SET EXERCISE ▸ Please present the rows below as a numbered list, leaving out any blank lines.

Point annotation records
**********
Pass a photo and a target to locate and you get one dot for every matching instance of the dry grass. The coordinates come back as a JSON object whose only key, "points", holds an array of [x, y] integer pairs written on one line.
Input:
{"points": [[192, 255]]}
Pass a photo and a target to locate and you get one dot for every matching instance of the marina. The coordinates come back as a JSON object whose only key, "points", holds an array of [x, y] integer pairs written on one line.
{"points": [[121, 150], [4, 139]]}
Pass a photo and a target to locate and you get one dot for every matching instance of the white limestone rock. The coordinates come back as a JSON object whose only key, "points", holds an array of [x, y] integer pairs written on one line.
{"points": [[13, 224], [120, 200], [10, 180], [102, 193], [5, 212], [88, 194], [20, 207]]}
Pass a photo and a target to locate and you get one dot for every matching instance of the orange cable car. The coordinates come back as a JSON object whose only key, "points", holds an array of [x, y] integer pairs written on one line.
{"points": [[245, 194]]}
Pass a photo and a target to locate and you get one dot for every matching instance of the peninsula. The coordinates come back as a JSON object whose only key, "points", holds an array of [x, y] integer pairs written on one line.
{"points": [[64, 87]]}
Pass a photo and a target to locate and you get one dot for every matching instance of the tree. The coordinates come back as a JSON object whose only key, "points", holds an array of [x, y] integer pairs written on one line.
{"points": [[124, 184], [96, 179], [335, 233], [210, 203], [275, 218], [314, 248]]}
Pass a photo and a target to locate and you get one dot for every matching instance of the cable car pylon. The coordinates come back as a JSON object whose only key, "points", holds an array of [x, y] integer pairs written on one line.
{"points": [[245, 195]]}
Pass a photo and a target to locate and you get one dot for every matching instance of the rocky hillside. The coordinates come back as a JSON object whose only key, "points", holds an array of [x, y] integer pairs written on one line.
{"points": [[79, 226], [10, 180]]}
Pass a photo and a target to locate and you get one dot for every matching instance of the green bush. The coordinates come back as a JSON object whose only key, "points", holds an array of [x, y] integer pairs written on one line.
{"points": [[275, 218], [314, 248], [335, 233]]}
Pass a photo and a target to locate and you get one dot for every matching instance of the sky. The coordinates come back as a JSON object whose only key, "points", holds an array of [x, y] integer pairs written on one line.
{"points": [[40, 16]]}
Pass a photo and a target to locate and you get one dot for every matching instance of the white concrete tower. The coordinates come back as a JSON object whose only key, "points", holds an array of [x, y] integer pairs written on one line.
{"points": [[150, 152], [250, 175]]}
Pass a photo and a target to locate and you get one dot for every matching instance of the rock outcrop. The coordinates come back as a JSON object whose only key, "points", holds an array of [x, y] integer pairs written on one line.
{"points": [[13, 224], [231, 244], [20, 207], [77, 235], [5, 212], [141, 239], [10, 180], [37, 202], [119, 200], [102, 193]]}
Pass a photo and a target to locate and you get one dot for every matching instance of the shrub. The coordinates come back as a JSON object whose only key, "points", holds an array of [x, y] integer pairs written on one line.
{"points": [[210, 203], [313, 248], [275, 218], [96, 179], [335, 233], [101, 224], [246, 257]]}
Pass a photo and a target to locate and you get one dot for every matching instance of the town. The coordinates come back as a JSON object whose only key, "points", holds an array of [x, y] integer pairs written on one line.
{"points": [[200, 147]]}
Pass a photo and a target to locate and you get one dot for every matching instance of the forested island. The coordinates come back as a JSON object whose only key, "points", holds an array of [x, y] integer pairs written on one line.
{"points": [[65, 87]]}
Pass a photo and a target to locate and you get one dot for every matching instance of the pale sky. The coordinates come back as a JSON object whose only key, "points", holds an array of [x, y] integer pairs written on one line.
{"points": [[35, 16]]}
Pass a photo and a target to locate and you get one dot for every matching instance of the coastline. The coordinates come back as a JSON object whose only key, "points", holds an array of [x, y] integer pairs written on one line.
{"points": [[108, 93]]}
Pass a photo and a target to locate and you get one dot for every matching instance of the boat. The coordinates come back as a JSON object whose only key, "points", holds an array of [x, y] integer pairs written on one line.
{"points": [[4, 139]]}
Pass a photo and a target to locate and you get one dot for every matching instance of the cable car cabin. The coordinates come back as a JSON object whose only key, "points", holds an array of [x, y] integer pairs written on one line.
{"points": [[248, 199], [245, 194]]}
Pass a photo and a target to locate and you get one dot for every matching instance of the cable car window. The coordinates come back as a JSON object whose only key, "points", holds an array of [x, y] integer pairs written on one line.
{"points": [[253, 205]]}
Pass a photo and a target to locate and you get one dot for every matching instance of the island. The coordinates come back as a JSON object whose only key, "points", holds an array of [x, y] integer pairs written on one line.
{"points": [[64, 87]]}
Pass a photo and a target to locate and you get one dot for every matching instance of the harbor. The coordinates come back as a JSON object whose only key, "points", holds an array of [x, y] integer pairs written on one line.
**********
SOLVED PROBLEM ▸
1. Pass a photo and a target to locate and you get one dot for every matching instance of the dry grass. The coordinates come back as a JSON object whose only key, "points", holds an array of [x, y] integer pairs written on one line.
2. Input:
3. {"points": [[192, 255]]}
4. Pass a photo and a target to locate and you get one dot for every matching instance of the marina. The coordinates come back as a JSON object whose only key, "points", holds an array of [x, y] integer pairs written on one line.
5. {"points": [[121, 150], [4, 139]]}
6. Pass a photo and a target to locate and you get one dot for every matching instance of the white limestone rock. The coordinates come back as a JSON object whose only key, "points", holds an array of [x, y] integer pairs written on one line.
7. {"points": [[13, 224], [120, 200], [10, 180], [102, 193], [5, 212], [88, 194], [20, 207]]}
8. Pass a photo and a target to locate and you get one dot for every matching instance of the orange cable car. The coordinates come back as a JSON object whose only key, "points", holds an array of [x, y] integer pairs written on one line.
9. {"points": [[245, 194]]}
10. Pass a photo and a target to locate and you get one dot for every matching instance of the peninsula. The coordinates come back as a JSON object whose only key, "points", holds an array of [x, y] integer pairs written on one line.
11. {"points": [[64, 87]]}
12. Pass a photo and a target to locate and you get one dot for every matching instance of the tree. The coordinates come back as a JSON object whose only key, "points", holds an array of [x, y] integer pairs written on one line.
13. {"points": [[124, 184], [96, 179], [335, 233], [210, 203], [275, 218], [314, 248]]}
14. Pass a photo and a target to locate and you get one dot for every matching instance of the cable car pylon. The coordinates come back as a JSON object whose only key, "points", holds an array of [x, y] integer pairs written on one line.
15. {"points": [[245, 195]]}
16. Pass a photo and a target to locate and you get one dot for every matching instance of the rocky hillside. The coordinates come back as a JSON object whose only key, "points", holds an array of [x, y] integer pairs written on one line.
17. {"points": [[79, 226], [10, 180]]}
18. Pass a photo and a target to locate and you get one dot for every matching instance of the green bush. The coordinates come back as a JSON object whose only key, "points", holds an array of [x, y] integer pairs written on one line.
19. {"points": [[275, 218], [314, 248], [335, 233]]}
20. Pass a photo and a target to locate and you get one dot for every matching instance of the sky. The coordinates come back as a JSON object whose only key, "points", holds an array of [x, y] integer pairs written on one line.
21. {"points": [[40, 16]]}
22. Pass a photo and a target to locate and you get one dot for every matching instance of the white concrete tower. The coordinates come back as a JSON object whose only key, "points", holds an array of [x, y] integer pairs written on one line.
23. {"points": [[150, 152], [250, 175]]}
24. Pass a photo and a target to locate and you get one dot for every matching instance of the rock outcrop. The coordinates come back as a JSON object whose only key, "points", holds an array of [x, y] integer pairs written on one line.
25. {"points": [[13, 224], [231, 244], [20, 207], [77, 235], [5, 212], [141, 239], [10, 180], [37, 202], [119, 200], [102, 193]]}
26. Pass a photo and a target to locate and you get one dot for every matching instance of the shrub. The coordinates come back as a JSON object whose only key, "points", holds an array of [x, y] integer pairs written on one line.
27. {"points": [[210, 203], [313, 248], [275, 218], [96, 179], [335, 233], [101, 224], [246, 257]]}
28. Pass a photo and a target to locate and you get one dot for every matching instance of the town. The coordinates come back as a JSON object whose only key, "points", holds an array of [x, y] integer pairs written on one line.
29. {"points": [[200, 147]]}
30. Pass a photo and a target to locate and you get one dot for every matching instance of the forested island. The coordinates come back as a JSON object whose only key, "points", holds an array of [x, y] integer pairs written on one line.
31. {"points": [[65, 87]]}
32. Pass a photo and a target to locate and you get one dot for every matching instance of the pale sky. The coordinates come back as a JSON object whose only key, "points", holds an array of [x, y] integer pairs written on one line.
33. {"points": [[35, 16]]}
34. Pass a photo and a target to locate and you get one dot for every matching instance of the coastline. The coordinates come back as a JSON object whose only key, "points", holds an array of [x, y] integer pairs written on one line.
35. {"points": [[108, 93]]}
36. Pass a photo and a target to locate and you get one dot for every matching instance of the boat. The coordinates come back as a JSON object whose only key, "points", holds an array of [x, y] integer pairs written on one line.
37. {"points": [[4, 139]]}
38. Pass a photo and a target to locate and you get one dot for every matching instance of the cable car cabin. The coordinates come back as a JSON object whose only key, "points", holds an array of [x, y] integer pairs written on one line.
39. {"points": [[248, 199], [245, 194]]}
40. Pass a photo and a target to locate and you get one dot for every matching instance of the cable car window. The coordinates come back as a JSON object whose only key, "points", holds an array of [x, y] integer pairs written on one line.
41. {"points": [[253, 205]]}
42. Pass a photo and a target to locate and you get one dot for every matching instance of the island. The coordinates come back as a JSON object whose only key, "points", holds an array of [x, y] integer pairs written on one line.
43. {"points": [[64, 87]]}
44. Pass a photo and a target to locate and you get one dot for every matching instance of the harbor. The coordinates come back as a JSON object whose only key, "points", holds an array of [x, y] integer pairs written on one line.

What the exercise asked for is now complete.